◆ Location identification items
════════════════
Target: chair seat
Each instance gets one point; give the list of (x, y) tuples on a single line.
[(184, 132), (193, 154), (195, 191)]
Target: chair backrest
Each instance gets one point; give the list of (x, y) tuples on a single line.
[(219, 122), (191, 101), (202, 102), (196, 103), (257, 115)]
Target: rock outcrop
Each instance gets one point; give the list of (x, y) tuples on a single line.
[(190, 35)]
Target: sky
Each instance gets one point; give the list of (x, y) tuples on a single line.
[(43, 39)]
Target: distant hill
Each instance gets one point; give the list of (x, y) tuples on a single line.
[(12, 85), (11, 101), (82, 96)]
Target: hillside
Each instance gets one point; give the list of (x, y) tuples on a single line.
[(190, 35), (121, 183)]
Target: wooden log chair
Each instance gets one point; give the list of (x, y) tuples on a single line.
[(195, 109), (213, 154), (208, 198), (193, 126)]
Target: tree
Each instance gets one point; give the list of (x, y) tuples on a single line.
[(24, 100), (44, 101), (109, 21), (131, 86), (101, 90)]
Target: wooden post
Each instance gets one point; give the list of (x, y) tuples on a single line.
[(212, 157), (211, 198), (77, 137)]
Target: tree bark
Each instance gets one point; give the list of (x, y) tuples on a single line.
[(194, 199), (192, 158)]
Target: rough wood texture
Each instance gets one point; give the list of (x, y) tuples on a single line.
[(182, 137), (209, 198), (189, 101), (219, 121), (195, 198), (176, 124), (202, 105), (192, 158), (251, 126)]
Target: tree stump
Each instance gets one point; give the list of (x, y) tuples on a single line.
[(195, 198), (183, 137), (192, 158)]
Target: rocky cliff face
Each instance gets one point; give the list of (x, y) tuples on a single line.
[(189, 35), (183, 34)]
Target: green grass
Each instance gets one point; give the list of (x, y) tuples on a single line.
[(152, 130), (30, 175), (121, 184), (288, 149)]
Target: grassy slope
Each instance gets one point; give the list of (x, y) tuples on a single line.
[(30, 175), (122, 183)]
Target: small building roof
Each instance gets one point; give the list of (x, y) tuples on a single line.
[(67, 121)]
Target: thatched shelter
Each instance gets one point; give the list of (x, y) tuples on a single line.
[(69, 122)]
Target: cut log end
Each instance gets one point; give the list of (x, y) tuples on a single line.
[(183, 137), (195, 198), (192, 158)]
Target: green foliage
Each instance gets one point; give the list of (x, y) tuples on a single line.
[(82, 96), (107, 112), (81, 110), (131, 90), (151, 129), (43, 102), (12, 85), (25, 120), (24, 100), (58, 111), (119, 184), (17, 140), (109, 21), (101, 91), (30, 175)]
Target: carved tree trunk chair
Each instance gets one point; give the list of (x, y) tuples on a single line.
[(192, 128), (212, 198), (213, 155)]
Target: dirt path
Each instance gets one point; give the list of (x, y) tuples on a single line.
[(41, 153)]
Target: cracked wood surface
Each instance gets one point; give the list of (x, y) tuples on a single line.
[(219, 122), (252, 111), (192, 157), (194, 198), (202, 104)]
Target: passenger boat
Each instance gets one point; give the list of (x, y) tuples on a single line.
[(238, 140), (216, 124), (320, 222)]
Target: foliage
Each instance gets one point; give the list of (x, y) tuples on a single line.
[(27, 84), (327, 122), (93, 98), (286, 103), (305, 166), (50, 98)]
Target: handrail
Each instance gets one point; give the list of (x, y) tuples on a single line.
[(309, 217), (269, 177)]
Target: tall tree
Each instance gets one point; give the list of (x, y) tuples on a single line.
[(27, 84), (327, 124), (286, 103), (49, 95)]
════════════════
Format the data as a numbered list, starting at the line that contains "Target: small building roof" and running through the end of the data, both ends included. Leave out any blank lines.

1. Target: small building roof
2. Each instance gets one point; give the list of (x, y) tuples on a single line.
3. [(67, 121)]
4. Target: thatched shelter
5. Each instance gets one point; give the list of (x, y) tuples on a single line.
6. [(69, 122)]
7. Target: cut log end
8. Each instance gets one point; give the list of (x, y) tuples on a single line.
9. [(183, 137), (195, 198), (192, 158)]
10. Target: green foliage
11. Each instance gets one point; give the list of (x, y) tuples on a single line.
12. [(82, 96), (107, 112), (81, 110), (131, 90), (151, 129), (43, 102), (12, 85), (25, 120), (24, 100), (58, 111), (119, 184), (17, 140), (109, 21), (101, 91), (30, 175)]
13. Target: carved tree trunk chair
14. Each instance gets one point; give the list of (x, y) tuples on a single line.
15. [(192, 128), (212, 198), (213, 155)]
16. Target: dirt path
17. Each instance gets one point; give the list of (x, y) tuples on a single line.
18. [(41, 153)]
19. Target: cracked wood surface
20. Each instance gets one point; give the list of (x, y) tuples on a single line.
21. [(219, 122), (252, 111), (192, 157), (194, 198), (202, 104)]
22. Target: passenger boat
23. Each instance gets one point; give the list of (x, y) tuples on a single line.
24. [(238, 140), (216, 124), (320, 222)]
25. Target: foliage
26. Each instance gets one point; give the list of (x, y) tuples on a single line.
27. [(27, 84), (327, 122), (93, 98), (286, 103), (305, 166), (50, 98)]
28. Target: handrail
29. Each instance gets one point; give the list of (x, y) tuples on a single line.
30. [(309, 217), (269, 177)]
31. Target: tall tree
32. Each instance gets one point; give the list of (x, y) tuples on a single line.
33. [(27, 84), (327, 124), (286, 103), (49, 95)]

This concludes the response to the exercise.